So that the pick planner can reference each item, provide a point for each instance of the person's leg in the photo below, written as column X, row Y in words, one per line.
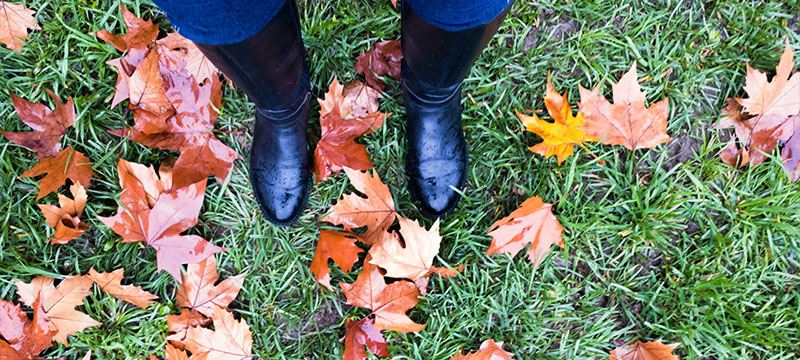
column 261, row 50
column 440, row 39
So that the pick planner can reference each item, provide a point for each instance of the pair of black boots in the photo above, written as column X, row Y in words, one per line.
column 270, row 67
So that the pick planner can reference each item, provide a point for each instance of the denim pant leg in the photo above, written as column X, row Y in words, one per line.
column 216, row 22
column 456, row 15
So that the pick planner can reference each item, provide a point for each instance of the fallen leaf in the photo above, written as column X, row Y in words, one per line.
column 343, row 118
column 49, row 126
column 388, row 302
column 779, row 97
column 413, row 258
column 111, row 283
column 231, row 339
column 532, row 223
column 58, row 303
column 337, row 246
column 15, row 20
column 560, row 136
column 360, row 334
column 174, row 212
column 383, row 59
column 791, row 151
column 651, row 350
column 65, row 218
column 489, row 350
column 68, row 164
column 627, row 121
column 25, row 338
column 197, row 291
column 376, row 211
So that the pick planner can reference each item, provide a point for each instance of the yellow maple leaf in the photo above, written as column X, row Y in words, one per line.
column 560, row 136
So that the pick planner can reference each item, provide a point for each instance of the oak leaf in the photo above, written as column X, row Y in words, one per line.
column 49, row 126
column 59, row 303
column 67, row 164
column 560, row 136
column 413, row 258
column 389, row 303
column 651, row 350
column 627, row 121
column 65, row 218
column 337, row 246
column 346, row 113
column 376, row 211
column 360, row 334
column 15, row 20
column 197, row 291
column 111, row 283
column 174, row 212
column 532, row 223
column 779, row 97
column 489, row 350
column 24, row 338
column 383, row 59
column 230, row 339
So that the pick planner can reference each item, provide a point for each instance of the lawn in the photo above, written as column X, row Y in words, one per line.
column 668, row 243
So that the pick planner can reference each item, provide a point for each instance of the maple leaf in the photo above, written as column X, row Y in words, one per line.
column 231, row 339
column 346, row 113
column 111, row 283
column 59, row 303
column 411, row 259
column 67, row 164
column 182, row 55
column 627, row 121
column 65, row 218
column 389, row 303
column 779, row 97
column 651, row 350
column 383, row 59
column 338, row 246
column 25, row 338
column 15, row 20
column 533, row 222
column 197, row 291
column 489, row 350
column 791, row 151
column 174, row 211
column 360, row 334
column 376, row 211
column 560, row 136
column 49, row 126
column 190, row 130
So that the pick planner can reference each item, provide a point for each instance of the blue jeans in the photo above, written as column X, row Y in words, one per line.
column 217, row 22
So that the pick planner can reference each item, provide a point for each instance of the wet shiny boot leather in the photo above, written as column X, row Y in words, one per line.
column 435, row 62
column 270, row 68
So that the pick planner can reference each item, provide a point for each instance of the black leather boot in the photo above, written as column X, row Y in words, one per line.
column 435, row 61
column 270, row 67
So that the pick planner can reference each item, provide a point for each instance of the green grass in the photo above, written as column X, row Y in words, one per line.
column 668, row 243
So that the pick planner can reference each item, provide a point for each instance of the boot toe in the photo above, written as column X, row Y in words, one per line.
column 282, row 202
column 433, row 187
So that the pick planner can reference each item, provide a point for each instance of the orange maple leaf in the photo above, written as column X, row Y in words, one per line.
column 627, row 121
column 59, row 303
column 67, row 164
column 560, row 136
column 489, row 350
column 532, row 223
column 111, row 283
column 49, row 126
column 65, row 218
column 15, row 20
column 651, row 350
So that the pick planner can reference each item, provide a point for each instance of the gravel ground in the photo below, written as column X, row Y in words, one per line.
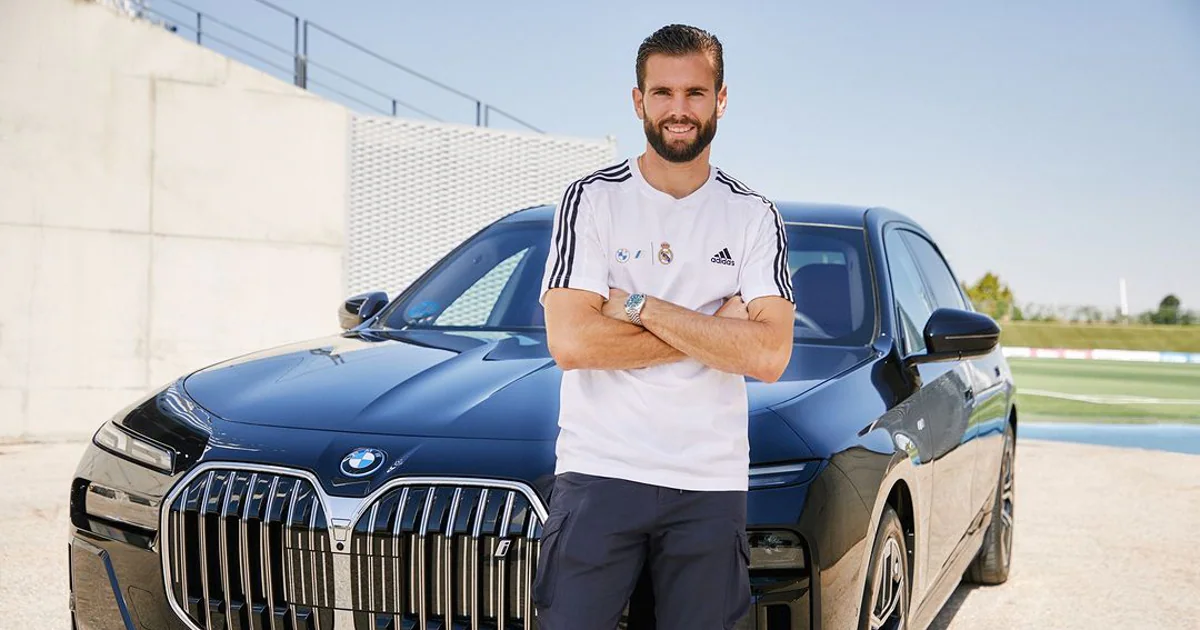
column 1105, row 538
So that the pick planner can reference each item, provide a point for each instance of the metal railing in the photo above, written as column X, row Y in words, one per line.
column 193, row 25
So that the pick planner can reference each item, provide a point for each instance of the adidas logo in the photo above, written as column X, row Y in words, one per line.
column 723, row 258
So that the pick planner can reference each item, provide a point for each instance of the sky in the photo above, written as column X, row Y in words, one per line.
column 1056, row 144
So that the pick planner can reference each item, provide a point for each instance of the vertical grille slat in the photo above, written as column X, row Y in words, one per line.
column 252, row 623
column 264, row 537
column 227, row 592
column 207, row 603
column 253, row 549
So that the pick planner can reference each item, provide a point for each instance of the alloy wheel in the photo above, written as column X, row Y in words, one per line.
column 889, row 588
column 1006, row 501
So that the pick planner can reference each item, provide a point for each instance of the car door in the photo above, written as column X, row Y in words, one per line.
column 984, row 402
column 941, row 397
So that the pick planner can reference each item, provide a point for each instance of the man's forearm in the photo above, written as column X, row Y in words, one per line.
column 605, row 343
column 735, row 346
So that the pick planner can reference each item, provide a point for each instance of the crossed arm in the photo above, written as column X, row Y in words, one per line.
column 586, row 331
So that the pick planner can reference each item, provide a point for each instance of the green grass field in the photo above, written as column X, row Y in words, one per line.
column 1107, row 391
column 1090, row 336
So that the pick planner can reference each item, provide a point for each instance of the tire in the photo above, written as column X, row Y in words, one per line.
column 991, row 564
column 887, row 589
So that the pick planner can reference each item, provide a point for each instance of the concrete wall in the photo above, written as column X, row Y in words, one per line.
column 161, row 208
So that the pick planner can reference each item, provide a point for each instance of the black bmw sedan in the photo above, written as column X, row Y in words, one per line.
column 396, row 474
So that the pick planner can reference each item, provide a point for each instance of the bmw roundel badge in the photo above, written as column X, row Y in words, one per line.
column 361, row 462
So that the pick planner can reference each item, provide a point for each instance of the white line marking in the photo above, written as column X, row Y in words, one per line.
column 1109, row 400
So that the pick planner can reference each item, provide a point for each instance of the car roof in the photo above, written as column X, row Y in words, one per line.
column 792, row 213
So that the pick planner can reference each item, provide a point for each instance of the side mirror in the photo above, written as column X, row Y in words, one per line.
column 360, row 307
column 953, row 334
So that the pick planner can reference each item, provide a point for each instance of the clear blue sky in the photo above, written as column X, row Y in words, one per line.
column 1056, row 144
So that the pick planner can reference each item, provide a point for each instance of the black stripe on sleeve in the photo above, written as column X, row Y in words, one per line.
column 783, row 280
column 569, row 214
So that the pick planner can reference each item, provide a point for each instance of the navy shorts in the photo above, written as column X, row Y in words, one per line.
column 601, row 533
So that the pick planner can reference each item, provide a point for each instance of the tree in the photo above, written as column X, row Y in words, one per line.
column 991, row 297
column 1168, row 311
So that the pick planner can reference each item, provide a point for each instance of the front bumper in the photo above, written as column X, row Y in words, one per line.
column 118, row 571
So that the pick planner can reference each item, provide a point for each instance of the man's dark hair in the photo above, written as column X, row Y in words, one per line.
column 678, row 40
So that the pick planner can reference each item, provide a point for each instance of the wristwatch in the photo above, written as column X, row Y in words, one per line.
column 634, row 305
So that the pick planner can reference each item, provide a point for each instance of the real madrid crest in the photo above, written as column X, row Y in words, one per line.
column 665, row 255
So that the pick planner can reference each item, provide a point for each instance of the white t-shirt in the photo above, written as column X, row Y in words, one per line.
column 681, row 425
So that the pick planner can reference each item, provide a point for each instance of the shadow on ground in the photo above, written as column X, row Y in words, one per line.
column 943, row 619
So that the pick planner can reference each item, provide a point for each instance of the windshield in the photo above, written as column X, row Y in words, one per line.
column 492, row 283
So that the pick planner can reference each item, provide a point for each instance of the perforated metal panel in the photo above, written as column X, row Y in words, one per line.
column 419, row 189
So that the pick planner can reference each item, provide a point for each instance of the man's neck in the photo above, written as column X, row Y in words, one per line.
column 676, row 179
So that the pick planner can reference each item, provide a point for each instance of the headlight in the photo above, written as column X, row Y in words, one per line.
column 778, row 549
column 133, row 448
column 123, row 507
column 765, row 477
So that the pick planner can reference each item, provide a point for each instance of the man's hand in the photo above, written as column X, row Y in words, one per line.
column 760, row 346
column 615, row 306
column 733, row 309
column 582, row 335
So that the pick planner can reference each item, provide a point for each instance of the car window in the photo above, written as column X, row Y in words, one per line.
column 912, row 305
column 832, row 285
column 493, row 282
column 475, row 305
column 939, row 275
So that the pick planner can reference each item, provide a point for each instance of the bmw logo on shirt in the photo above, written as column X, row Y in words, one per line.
column 361, row 462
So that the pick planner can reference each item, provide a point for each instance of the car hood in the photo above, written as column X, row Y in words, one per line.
column 493, row 385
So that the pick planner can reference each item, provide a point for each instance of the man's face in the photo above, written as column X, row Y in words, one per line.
column 679, row 106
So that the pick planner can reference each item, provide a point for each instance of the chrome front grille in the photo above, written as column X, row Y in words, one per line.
column 250, row 549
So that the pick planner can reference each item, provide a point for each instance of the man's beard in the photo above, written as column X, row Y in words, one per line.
column 679, row 151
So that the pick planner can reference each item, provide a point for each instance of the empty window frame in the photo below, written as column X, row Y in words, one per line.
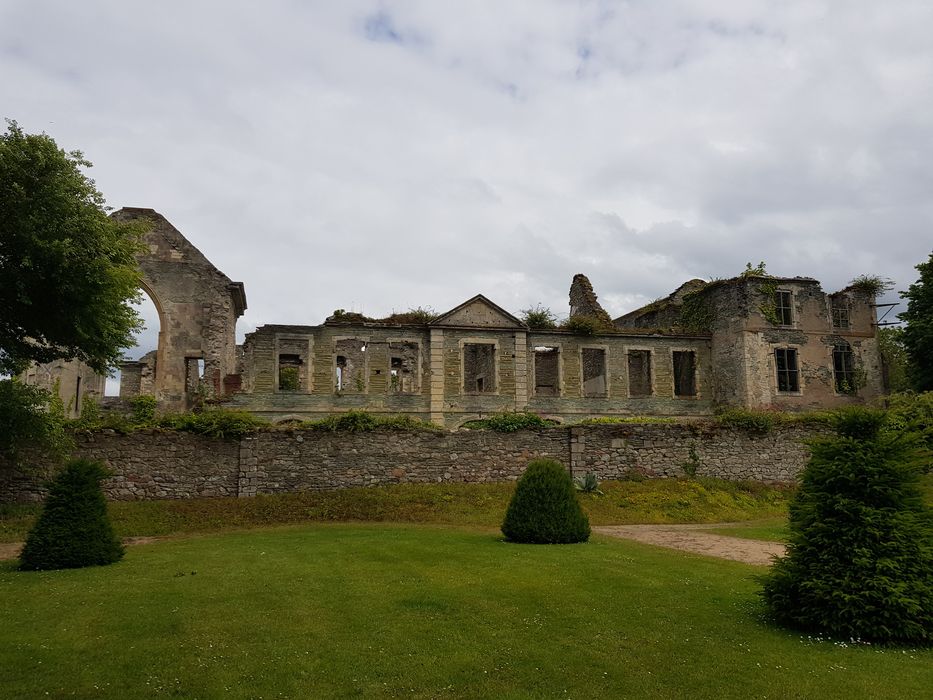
column 639, row 372
column 840, row 312
column 479, row 368
column 403, row 368
column 289, row 372
column 788, row 371
column 547, row 371
column 350, row 366
column 685, row 373
column 844, row 368
column 783, row 307
column 595, row 384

*What you will do*.
Rewrite the lines from the one containing "of the tree" through the one containing "column 118, row 571", changing "front bumper" to "rear bumper" and keeping everything else the same.

*Solution to this task*.
So that the pick planner can reference each item, provide a point for each instance of the tree in the photo above, written as column X, row Y in words, one per line.
column 991, row 297
column 1168, row 311
So that the pick planner can reference each item, provide a point for each instance of the rear bumper in the photo above, written as column X, row Y in words, one per line.
column 118, row 571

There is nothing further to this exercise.